(Task to complete):
The lines from the one holding "Could you please point out the spiky" through the end of the records below are to be written out exactly, and nothing else; pictures are to be left out.

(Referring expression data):
========================================================================
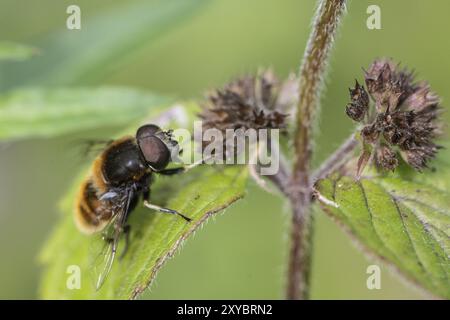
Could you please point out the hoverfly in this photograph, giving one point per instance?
(119, 176)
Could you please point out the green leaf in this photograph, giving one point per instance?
(155, 237)
(50, 112)
(403, 218)
(15, 51)
(88, 54)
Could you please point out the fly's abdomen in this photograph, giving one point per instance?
(91, 214)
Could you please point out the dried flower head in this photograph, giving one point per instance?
(405, 118)
(250, 102)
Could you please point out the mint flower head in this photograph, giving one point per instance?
(400, 117)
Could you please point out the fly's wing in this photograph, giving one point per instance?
(90, 147)
(105, 249)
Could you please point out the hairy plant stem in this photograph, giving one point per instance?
(311, 75)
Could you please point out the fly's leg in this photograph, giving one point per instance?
(126, 233)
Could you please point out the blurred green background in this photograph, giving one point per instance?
(239, 254)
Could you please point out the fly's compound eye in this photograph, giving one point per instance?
(157, 146)
(155, 152)
(147, 130)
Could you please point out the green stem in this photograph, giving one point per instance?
(312, 74)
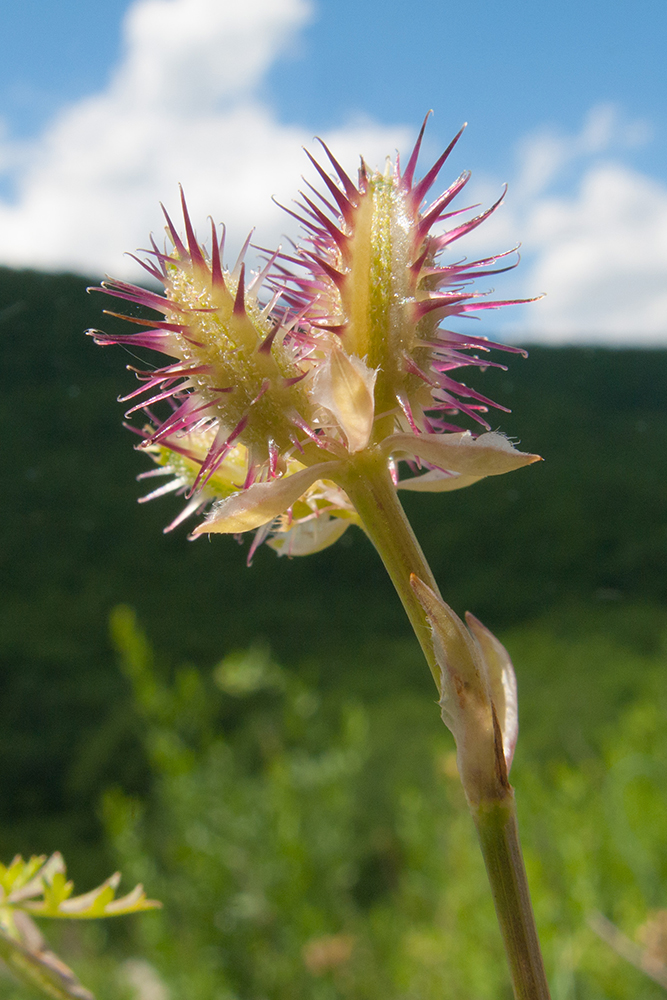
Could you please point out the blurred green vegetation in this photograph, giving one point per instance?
(301, 822)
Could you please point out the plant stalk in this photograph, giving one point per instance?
(499, 839)
(370, 488)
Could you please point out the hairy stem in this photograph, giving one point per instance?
(371, 490)
(499, 839)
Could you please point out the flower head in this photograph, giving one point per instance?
(279, 382)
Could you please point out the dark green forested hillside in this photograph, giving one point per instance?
(577, 541)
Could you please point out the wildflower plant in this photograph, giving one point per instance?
(39, 888)
(298, 400)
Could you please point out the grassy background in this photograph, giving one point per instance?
(564, 560)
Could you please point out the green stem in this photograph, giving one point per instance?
(499, 839)
(373, 494)
(370, 488)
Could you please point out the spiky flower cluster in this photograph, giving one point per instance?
(280, 383)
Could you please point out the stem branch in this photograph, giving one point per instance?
(370, 488)
(499, 839)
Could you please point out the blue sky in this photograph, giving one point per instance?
(105, 108)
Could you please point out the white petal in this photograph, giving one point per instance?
(261, 502)
(502, 684)
(437, 481)
(344, 385)
(306, 537)
(490, 454)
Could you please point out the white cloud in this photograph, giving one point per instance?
(597, 246)
(180, 107)
(183, 106)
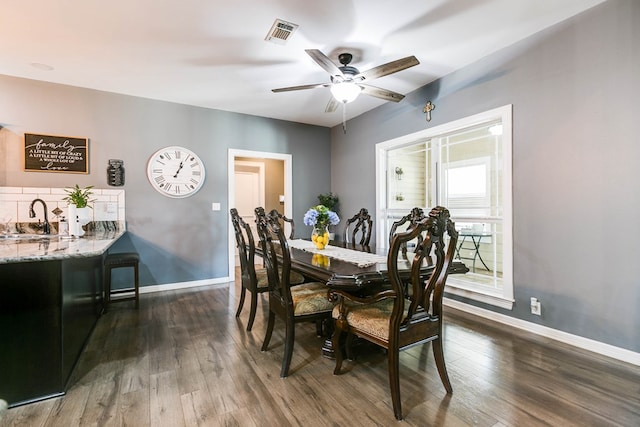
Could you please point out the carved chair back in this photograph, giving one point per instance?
========================================================================
(Response to the task):
Could you please point out the spiky flower cluster in this photograph, giving one point per instance?
(280, 383)
Could you please point out the stem branch in this photograph, giving one point per instance?
(370, 488)
(499, 839)
Could you please point out the blue sky in this photograph, giving one point per instance?
(105, 108)
Could you please point out the white petal in this photograph, giving one point per instance?
(261, 502)
(502, 684)
(437, 481)
(344, 385)
(306, 537)
(490, 454)
Could you please point out the white cloud in this photograph, giving one point per instance?
(597, 246)
(180, 107)
(183, 106)
Could you please point out the carved chair back in this photograph, giving one point per instance?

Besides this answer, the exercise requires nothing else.